**Task details:** Convert the rows below into a JSON list of strings, with one string per line and blank lines omitted. Leave the pictures out of the result.

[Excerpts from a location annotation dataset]
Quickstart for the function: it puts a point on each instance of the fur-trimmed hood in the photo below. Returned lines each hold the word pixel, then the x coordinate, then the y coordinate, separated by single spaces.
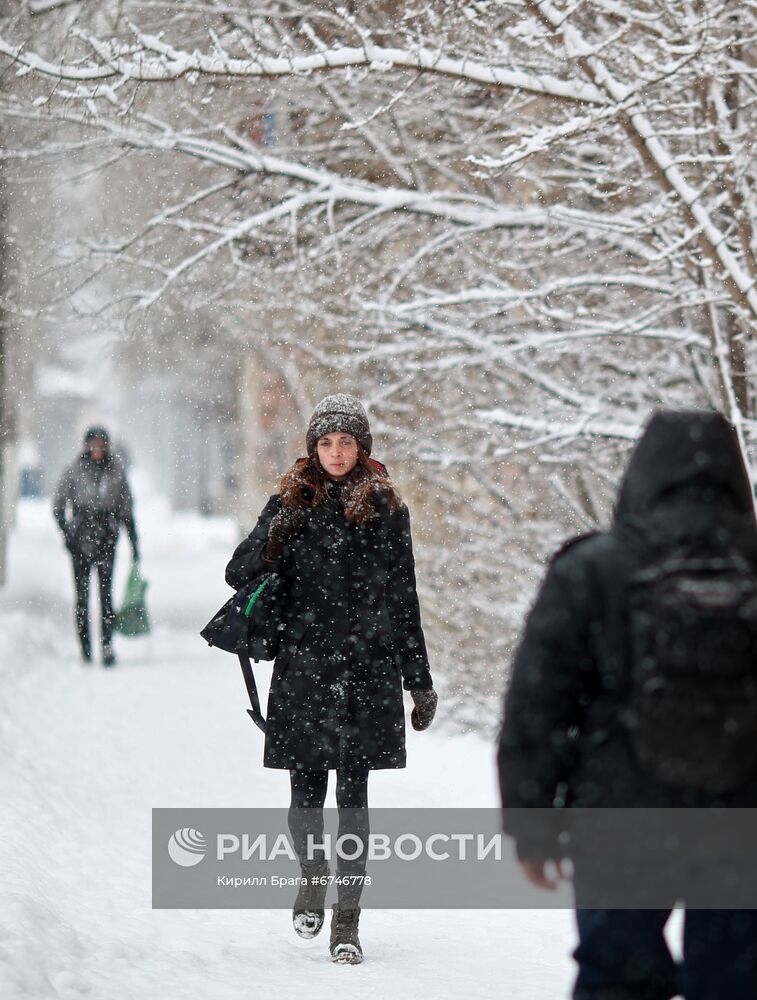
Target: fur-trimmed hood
pixel 361 492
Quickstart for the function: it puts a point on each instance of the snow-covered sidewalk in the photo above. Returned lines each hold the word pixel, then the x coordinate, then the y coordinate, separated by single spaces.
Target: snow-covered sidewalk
pixel 87 753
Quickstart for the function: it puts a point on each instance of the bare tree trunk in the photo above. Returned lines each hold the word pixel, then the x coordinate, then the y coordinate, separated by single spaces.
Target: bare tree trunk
pixel 6 414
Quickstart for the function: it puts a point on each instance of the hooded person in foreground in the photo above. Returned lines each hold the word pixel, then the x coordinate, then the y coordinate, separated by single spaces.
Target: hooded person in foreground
pixel 92 501
pixel 624 696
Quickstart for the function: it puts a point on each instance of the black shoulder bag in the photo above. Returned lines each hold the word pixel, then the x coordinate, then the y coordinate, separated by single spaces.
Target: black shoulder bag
pixel 251 624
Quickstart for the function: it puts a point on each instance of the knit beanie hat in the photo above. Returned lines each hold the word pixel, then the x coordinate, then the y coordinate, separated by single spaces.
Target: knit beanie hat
pixel 339 413
pixel 95 434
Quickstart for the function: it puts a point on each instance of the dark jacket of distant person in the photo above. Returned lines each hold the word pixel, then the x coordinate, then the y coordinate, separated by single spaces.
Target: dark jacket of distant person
pixel 92 500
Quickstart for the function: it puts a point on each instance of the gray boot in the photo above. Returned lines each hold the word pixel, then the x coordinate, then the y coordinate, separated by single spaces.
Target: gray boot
pixel 345 944
pixel 307 912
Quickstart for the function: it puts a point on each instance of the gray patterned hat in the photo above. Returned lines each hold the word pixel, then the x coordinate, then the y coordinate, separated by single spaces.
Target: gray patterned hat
pixel 341 413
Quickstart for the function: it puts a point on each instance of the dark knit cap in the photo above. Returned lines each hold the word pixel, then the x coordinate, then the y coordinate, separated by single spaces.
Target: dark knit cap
pixel 95 434
pixel 340 413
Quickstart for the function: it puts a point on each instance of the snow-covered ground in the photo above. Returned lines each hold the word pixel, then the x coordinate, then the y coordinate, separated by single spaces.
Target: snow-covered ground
pixel 87 753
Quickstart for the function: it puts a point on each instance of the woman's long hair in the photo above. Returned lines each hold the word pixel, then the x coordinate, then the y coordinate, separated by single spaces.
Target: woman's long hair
pixel 306 485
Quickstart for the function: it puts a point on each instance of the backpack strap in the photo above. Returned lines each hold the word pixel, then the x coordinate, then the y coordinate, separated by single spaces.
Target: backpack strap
pixel 249 679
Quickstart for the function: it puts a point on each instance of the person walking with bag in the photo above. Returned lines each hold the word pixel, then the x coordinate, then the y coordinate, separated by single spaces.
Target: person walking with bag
pixel 339 535
pixel 634 688
pixel 92 501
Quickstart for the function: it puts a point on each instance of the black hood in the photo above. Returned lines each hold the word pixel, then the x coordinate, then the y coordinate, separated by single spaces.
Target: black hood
pixel 687 461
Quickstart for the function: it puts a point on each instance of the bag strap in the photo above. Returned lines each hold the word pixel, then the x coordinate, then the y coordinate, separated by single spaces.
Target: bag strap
pixel 249 679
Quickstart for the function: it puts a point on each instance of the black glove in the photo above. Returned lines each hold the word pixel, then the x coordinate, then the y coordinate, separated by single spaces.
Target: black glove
pixel 284 525
pixel 425 708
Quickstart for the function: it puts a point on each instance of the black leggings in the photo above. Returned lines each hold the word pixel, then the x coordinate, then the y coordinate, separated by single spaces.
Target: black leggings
pixel 306 819
pixel 83 567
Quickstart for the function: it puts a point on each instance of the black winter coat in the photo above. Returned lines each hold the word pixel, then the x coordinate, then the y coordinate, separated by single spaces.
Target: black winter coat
pixel 100 500
pixel 562 740
pixel 354 635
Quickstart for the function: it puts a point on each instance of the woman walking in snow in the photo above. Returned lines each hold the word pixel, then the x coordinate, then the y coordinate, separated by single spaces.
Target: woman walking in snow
pixel 339 534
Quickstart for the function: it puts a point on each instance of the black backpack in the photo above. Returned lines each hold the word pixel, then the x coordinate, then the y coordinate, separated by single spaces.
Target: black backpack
pixel 692 708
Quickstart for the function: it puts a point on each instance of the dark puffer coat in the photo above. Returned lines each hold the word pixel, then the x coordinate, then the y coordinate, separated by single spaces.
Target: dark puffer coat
pixel 100 500
pixel 562 741
pixel 354 635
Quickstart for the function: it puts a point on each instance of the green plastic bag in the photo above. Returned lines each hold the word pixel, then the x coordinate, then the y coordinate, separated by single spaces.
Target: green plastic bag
pixel 132 619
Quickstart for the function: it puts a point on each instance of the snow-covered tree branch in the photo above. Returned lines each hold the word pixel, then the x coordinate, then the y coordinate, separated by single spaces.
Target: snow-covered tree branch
pixel 518 225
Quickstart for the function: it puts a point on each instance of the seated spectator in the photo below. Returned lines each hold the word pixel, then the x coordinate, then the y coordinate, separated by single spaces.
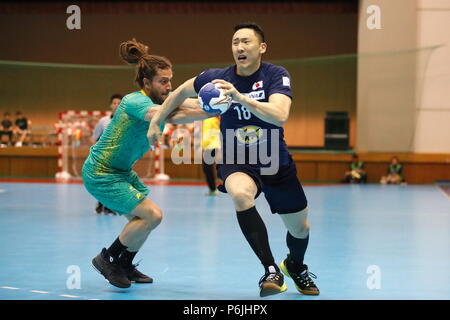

**Solved exercise:**
[
  "Quickstart for the function: it puts a point on each instance of the fur-trimmed hood in the photo below. Returned lines each hold the word pixel, then the x coordinate, then the y coordinate, separated by single spaces.",
  "Target: fur-trimmed hood",
  "pixel 361 492",
  "Quickstart for the function: it puts a point on each instance of the snow-covered sidewalk in the photo above. Returned lines each hold the word pixel, then the x coordinate, then the y coordinate, separated by single spaces.",
  "Target: snow-covered sidewalk",
  "pixel 87 753",
  "Quickstart for the function: it puts a point on each instance of the bare tree trunk in the photo above. Returned lines each hold the word pixel, then the x coordinate, then the y coordinate, separated by single spaces.",
  "Target: bare tree trunk",
  "pixel 6 414",
  "Quickstart for the function: it puts a point on each instance of the hooded person in foreground in the photo above. Returned lines each hold the word pixel, then the x coordinate, then the y coordinate, separated by single spaces.",
  "Target: hooded person in foreground",
  "pixel 92 501",
  "pixel 624 696",
  "Quickstart for the function: it puts a point on each instance of the black shoulder bag in the photo above. Returned lines each hold the word pixel, then the x coordinate, then the y coordinate, separated by single spaces.",
  "Target: black shoulder bag",
  "pixel 251 624",
  "Quickstart for the function: it puts a point on each instance of the knit beanie hat in the photo above. Returned lines each hold the word pixel, then the x coordinate, then the y coordinate, separated by single spaces.",
  "Target: knit beanie hat",
  "pixel 339 413",
  "pixel 95 434",
  "Quickstart for the function: it puts a point on each instance of the dark jacket of distant person in the photo above. Returned lines each hold the word pixel, then the x coordinate, then the y coordinate, separated by single spaces.",
  "Target: dark jacket of distant person",
  "pixel 92 500",
  "Quickstart for the function: it puts a point on each instance of the gray boot in the photo above. Returned lines each hold the word pixel, then the x coordinate, then the y coordinate, separated by single spaces.",
  "Target: gray boot",
  "pixel 345 944",
  "pixel 307 912",
  "Quickstart for the function: it puts a point on each instance of the gray patterned hat in the photo above. Returned lines each hold the word pixel, then the x coordinate, then the y coordinate, separated by single spaces.",
  "Target: gray patterned hat",
  "pixel 341 413",
  "Quickstart for the function: it puts a point on each instance of the dark knit cap in the photo above. Returned lines each hold the word pixel, then the x coordinate, then the y coordinate, separated by single spaces.",
  "Target: dark knit cap",
  "pixel 95 434",
  "pixel 340 413",
  "Quickstart for the function: it puts a point on each instance of the snow-covered ground in the photo above. Returned lines each hold the word pixel, then the x coordinate, then the y coordinate, separated by single spaces.",
  "Target: snow-covered ground",
  "pixel 87 753",
  "Quickstart for the function: it puts a point on each instance of the woman's long hair in the photo above. Returned lines each hold the word pixel, then the x coordinate, then the y coordinate, separated by single spaces.",
  "Target: woman's long hair",
  "pixel 306 485",
  "Quickstart for the function: it puts a point on each instance of the backpack strap in the photo above. Returned lines each hold the word pixel, then the x coordinate, then the y coordinate, separated by single spaces.",
  "Target: backpack strap",
  "pixel 249 679",
  "Quickstart for the function: it puts a point on each instance of the person walking with bag in the photo above. Returned lines each hold the word pixel, then the x coordinate, then the y coordinate, separated by single spaces.",
  "Target: person walking with bag",
  "pixel 339 535",
  "pixel 634 688",
  "pixel 92 501",
  "Quickstart for the function: it puts a point on each instance of the black hood in the photo above. Returned lines each hold the word pixel, then the x coordinate, then the y coordinate, separated by single spaces.",
  "Target: black hood",
  "pixel 687 461",
  "Quickstart for the function: it puts a point on each instance of the bag strap in the photo above. Returned lines each hold the word pixel, then the x coordinate, then the y coordinate, separated by single spaces.",
  "Target: bag strap",
  "pixel 249 679",
  "Quickstart for the function: it puts a point on each instance of the black glove in the photo above. Returned lines each hold the word pixel, then the x coordinate, then the y coordinate, separated by single spaces.",
  "Target: black glove",
  "pixel 284 525",
  "pixel 425 708",
  "Quickstart for the function: it puts a point on each instance of the black leggings in the photo above. Returned lines each hold the word pixel, then the x coordinate, then the y coordinate, separated by single spaces.",
  "Target: black leggings",
  "pixel 306 819",
  "pixel 83 567",
  "Quickstart for the function: it puts a point on each instance of the black winter coat in the photo above. Returned lines each hold the word pixel, then the x coordinate, then the y coordinate, separated by single spaces.",
  "Target: black winter coat",
  "pixel 100 500",
  "pixel 562 740",
  "pixel 354 635",
  "Quickstart for the function: it puts a point on each instance of the woman walking in snow in the photo above. Returned lines each hold the word pixel, then the x coordinate, then the y coordinate, separated by single spaces.",
  "Target: woman walking in snow",
  "pixel 339 534",
  "Quickstart for the function: it puts a point on each instance of the black backpack in the photo above. Returned lines each hold the word pixel, then the x coordinate, then the y coordinate, separated by single spaces.",
  "Target: black backpack",
  "pixel 692 708",
  "Quickstart for the function: it puts a point on each instance of the dark puffer coat in the photo above. Returned lines each hold the word pixel, then the x coordinate, then the y coordinate, separated by single spaces.",
  "Target: dark puffer coat",
  "pixel 100 500",
  "pixel 562 741",
  "pixel 354 635",
  "Quickstart for the function: it puts a point on each instance of the green plastic bag in the photo above. Returned lines each hold the word pixel, then the x coordinate, then the y coordinate, separated by single spaces.",
  "Target: green plastic bag",
  "pixel 132 619",
  "Quickstart for the function: it puts a point on each instance of the snow-covered tree branch in the photo above. Returned lines each hold the word pixel, then the x coordinate, then the y coordinate, separated by single spaces.",
  "Target: snow-covered tree branch",
  "pixel 518 225",
  "Quickstart for the function: it puts a point on each instance of the seated spectator in the photo below. Returned lines each hold the word pixel, then the x coordinate, then the y coordinate, separated by single spaces."
]